- [REQUIRED WORK] Recast every line of the items below as a Markdown table with the columns Number and Entry, skipping blank lines. Leave the pictures out of the table.

- [INPUT]
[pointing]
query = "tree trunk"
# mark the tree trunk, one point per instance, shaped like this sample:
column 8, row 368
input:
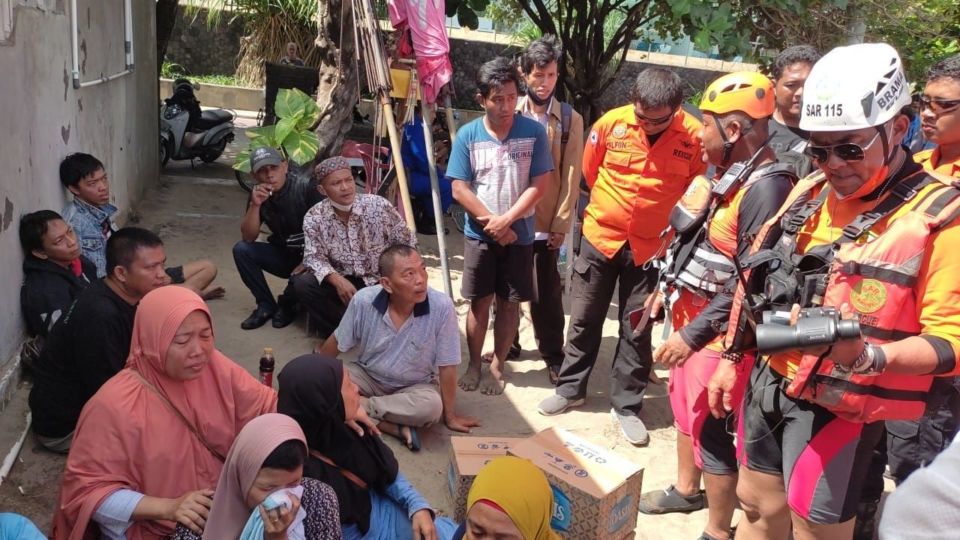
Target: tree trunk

- [WORKED ANSWER]
| Number | Entry |
|---|---|
| 1 | [pointing] |
| 2 | query = "tree trunk" |
| 3 | # mark the tree trunk, one point per instance, shaped like this sample: |
| 4 | column 8, row 368 |
| 5 | input: |
| 6 | Target: tree trunk |